**Work order**: Images aside, return all the entries exactly.
++++
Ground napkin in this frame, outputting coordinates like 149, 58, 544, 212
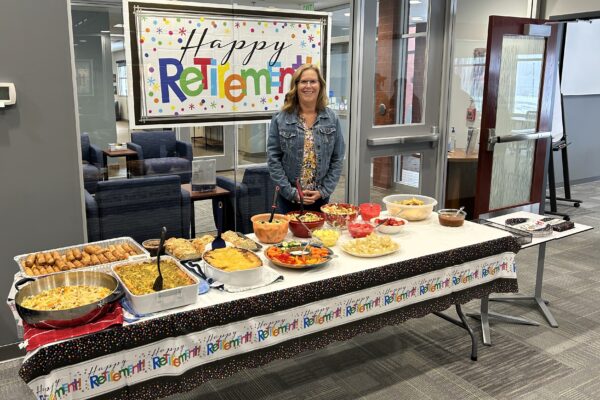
22, 302, 123, 352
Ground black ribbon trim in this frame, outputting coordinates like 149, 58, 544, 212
20, 236, 520, 382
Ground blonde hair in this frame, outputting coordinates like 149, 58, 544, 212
281, 64, 328, 114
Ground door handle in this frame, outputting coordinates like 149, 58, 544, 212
367, 134, 439, 146
487, 129, 552, 151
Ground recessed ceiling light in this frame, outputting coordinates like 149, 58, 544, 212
411, 16, 424, 21
100, 30, 111, 33
344, 13, 350, 17
409, 0, 422, 4
114, 23, 124, 28
79, 39, 87, 43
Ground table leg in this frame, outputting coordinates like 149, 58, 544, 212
190, 202, 196, 238
470, 295, 492, 346
434, 304, 477, 361
488, 243, 557, 328
102, 153, 109, 181
125, 155, 133, 179
468, 295, 539, 346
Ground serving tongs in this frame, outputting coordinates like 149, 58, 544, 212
268, 186, 280, 223
152, 227, 167, 292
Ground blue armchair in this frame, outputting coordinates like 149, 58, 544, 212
85, 175, 191, 243
213, 165, 276, 234
127, 130, 193, 183
81, 132, 105, 194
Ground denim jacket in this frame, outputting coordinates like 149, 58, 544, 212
267, 107, 345, 202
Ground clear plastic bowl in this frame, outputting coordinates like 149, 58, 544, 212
382, 194, 437, 221
437, 209, 467, 227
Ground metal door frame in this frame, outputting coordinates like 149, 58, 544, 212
348, 0, 448, 204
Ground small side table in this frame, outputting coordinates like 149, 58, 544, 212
181, 184, 230, 236
469, 211, 593, 346
102, 149, 137, 180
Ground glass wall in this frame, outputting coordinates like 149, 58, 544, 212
73, 0, 352, 241
444, 0, 531, 213
369, 0, 431, 201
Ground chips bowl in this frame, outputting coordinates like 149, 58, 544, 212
382, 194, 437, 221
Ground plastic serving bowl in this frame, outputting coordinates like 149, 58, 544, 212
437, 209, 467, 227
251, 213, 289, 243
320, 203, 359, 229
348, 221, 375, 238
382, 194, 438, 221
286, 211, 325, 238
370, 216, 408, 234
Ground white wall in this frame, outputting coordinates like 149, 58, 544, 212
449, 0, 530, 149
544, 2, 600, 184
543, 0, 600, 18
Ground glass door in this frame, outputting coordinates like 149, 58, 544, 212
474, 16, 559, 218
352, 0, 446, 204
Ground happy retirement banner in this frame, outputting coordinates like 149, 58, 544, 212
124, 0, 330, 128
29, 253, 516, 400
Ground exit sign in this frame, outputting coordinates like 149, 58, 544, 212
302, 3, 315, 11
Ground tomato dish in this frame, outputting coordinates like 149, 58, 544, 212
265, 241, 333, 269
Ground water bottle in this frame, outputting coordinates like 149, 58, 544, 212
448, 127, 456, 152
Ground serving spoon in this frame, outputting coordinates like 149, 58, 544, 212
152, 227, 167, 292
289, 215, 324, 256
268, 186, 280, 223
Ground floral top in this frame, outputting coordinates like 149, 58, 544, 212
299, 115, 317, 190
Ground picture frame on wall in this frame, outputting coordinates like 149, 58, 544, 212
75, 59, 94, 96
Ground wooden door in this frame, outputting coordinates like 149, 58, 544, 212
474, 16, 559, 218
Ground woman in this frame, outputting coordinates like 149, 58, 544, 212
267, 64, 345, 215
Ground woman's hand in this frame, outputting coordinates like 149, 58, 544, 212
302, 190, 322, 205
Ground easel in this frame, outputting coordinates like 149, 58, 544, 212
544, 21, 582, 221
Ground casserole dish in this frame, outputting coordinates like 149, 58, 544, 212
112, 256, 199, 315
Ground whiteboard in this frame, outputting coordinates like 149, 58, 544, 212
561, 19, 600, 95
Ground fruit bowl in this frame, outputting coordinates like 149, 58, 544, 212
370, 216, 407, 234
250, 213, 289, 243
348, 221, 375, 238
382, 194, 437, 221
312, 227, 341, 247
359, 203, 381, 221
320, 203, 359, 229
286, 211, 325, 238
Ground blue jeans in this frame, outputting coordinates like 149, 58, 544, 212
277, 194, 329, 215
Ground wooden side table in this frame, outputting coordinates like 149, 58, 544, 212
102, 149, 137, 180
181, 184, 230, 236
445, 148, 478, 213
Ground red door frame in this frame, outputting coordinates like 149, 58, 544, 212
474, 16, 559, 218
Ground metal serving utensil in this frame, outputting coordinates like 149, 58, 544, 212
290, 217, 324, 256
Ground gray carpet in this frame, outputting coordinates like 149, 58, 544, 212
2, 181, 598, 400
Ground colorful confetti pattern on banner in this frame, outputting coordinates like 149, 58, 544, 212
136, 13, 324, 119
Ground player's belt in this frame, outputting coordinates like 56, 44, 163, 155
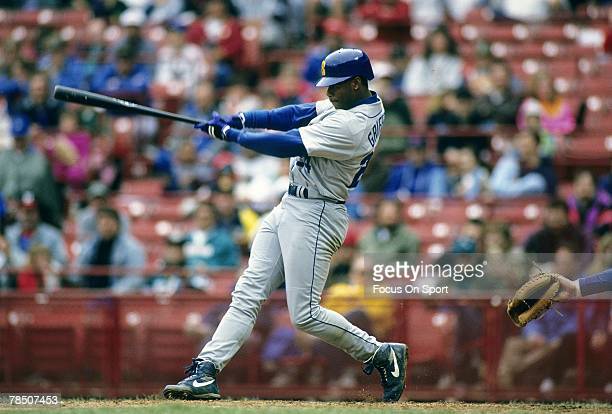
++++
**Expected answer**:
Ground napkin in this frame, outputting coordinates like 149, 58, 544, 212
22, 302, 123, 352
Ground black ribbon trim in this frame, outputting coordinates like 149, 58, 544, 212
20, 236, 520, 382
Ground blonde hair in this frame, outputting coordinates like 149, 58, 544, 212
281, 64, 328, 114
Ground door handle in this frame, outputting coordinates like 149, 58, 544, 212
367, 134, 439, 146
487, 129, 552, 151
Ground recessed ceiling light in this frame, outputting coordinates like 149, 58, 544, 212
411, 16, 424, 21
100, 30, 111, 33
344, 13, 350, 17
409, 0, 422, 4
114, 23, 124, 28
79, 39, 87, 43
Ground table leg in this frame, outputting coordinates like 149, 58, 544, 212
190, 202, 196, 238
470, 295, 492, 346
434, 304, 477, 361
488, 243, 557, 328
102, 153, 109, 181
125, 155, 133, 179
468, 295, 539, 346
Ground serving tongs in this frame, outputting coordinates like 149, 58, 544, 212
268, 186, 280, 223
152, 227, 167, 292
Ground blue armchair in this frame, outputting coordinates like 149, 58, 544, 212
85, 175, 191, 243
213, 165, 276, 234
127, 130, 193, 183
81, 132, 105, 194
Ground denim jacket in this frame, outputting coordinates like 149, 58, 544, 212
267, 107, 345, 202
Ground clear plastic bowl in this frame, outputting coordinates like 149, 58, 544, 212
382, 194, 437, 221
437, 209, 467, 227
Ground metal door frame in this frame, outputting coordinates like 149, 58, 544, 212
348, 0, 448, 204
Ground small side table in this frame, outputting coordinates like 149, 58, 544, 212
181, 184, 230, 236
469, 211, 593, 346
102, 149, 137, 180
Ground glass wall in this frame, outputting coordinates like 149, 58, 544, 212
73, 0, 352, 241
444, 0, 531, 213
369, 0, 431, 201
Ground chips bowl in this frame, outputting coordinates like 149, 58, 544, 212
382, 194, 437, 221
Ground plastic serving bowl in this frame, outputting coordinates like 149, 58, 544, 212
437, 209, 467, 227
251, 213, 289, 243
320, 203, 359, 229
348, 221, 375, 238
382, 194, 438, 221
286, 211, 325, 238
370, 216, 408, 234
Ground white wall in this frame, outputting coordinates like 149, 58, 544, 212
449, 0, 530, 149
544, 2, 600, 184
543, 0, 600, 18
Ground glass door in this frame, outputting coordinates like 149, 58, 544, 212
474, 16, 559, 218
352, 0, 446, 204
Ground happy retirement banner in this frame, outputting coordinates like 149, 58, 544, 212
124, 0, 330, 128
29, 253, 516, 400
Ground exit sign in this frame, outputting coordinates like 149, 58, 544, 212
302, 3, 315, 11
Ground tomato dish in this frame, outputting coordinates like 149, 58, 544, 212
265, 241, 333, 269
Ground water bottle in this frame, outputting coordinates like 149, 58, 544, 212
448, 127, 456, 152
Ground serving spoon in this frame, outputting coordinates like 149, 58, 544, 212
152, 227, 167, 292
289, 215, 324, 256
268, 186, 280, 223
Ground floral top in this frame, outputting coordinates like 149, 58, 544, 212
299, 115, 317, 190
Ground picture frame on wall in this frame, outputting coordinates like 149, 58, 544, 212
75, 59, 94, 96
Ground wooden door in this frame, outputting coordinates like 149, 58, 544, 212
474, 16, 559, 218
Ground woman in this frame, outputting coordinates like 149, 58, 544, 212
267, 64, 345, 215
Ground woman's hand in this frame, outputting coordinates like 149, 58, 544, 212
302, 190, 322, 205
Ground easel in this frame, outputting coordinates like 149, 58, 544, 212
544, 21, 582, 221
Ground casserole dish in this frame, outputting coordinates like 149, 58, 544, 212
112, 256, 199, 315
Ground whiteboard in this frame, outputting coordinates like 149, 58, 544, 212
561, 19, 600, 95
Ground fruit bowl in this frame, outputting coordinates like 149, 58, 544, 212
370, 216, 407, 234
250, 213, 289, 243
348, 221, 375, 238
382, 194, 437, 221
312, 227, 341, 247
359, 203, 381, 221
320, 203, 359, 229
286, 211, 325, 238
Ground blue jeans in this frame, outputting coordinates like 149, 58, 544, 212
277, 194, 329, 215
Ground wooden side table in this frame, outputting coordinates like 149, 58, 544, 212
102, 149, 137, 180
181, 184, 230, 236
445, 148, 478, 213
Ground red door frame in this frame, outputting coordinates like 149, 58, 544, 212
474, 16, 559, 218
Ground metal serving utensil in this frame, outputting coordinates like 149, 58, 544, 212
290, 217, 324, 256
Ground gray carpet in this frame, outputting coordinates like 149, 58, 544, 212
2, 181, 598, 400
Ground colorful confetti pattern on banner in this frame, outputting coordinates like 149, 58, 544, 212
136, 13, 324, 119
Ground player's belt in this frame, outputting coordinates like 56, 44, 163, 155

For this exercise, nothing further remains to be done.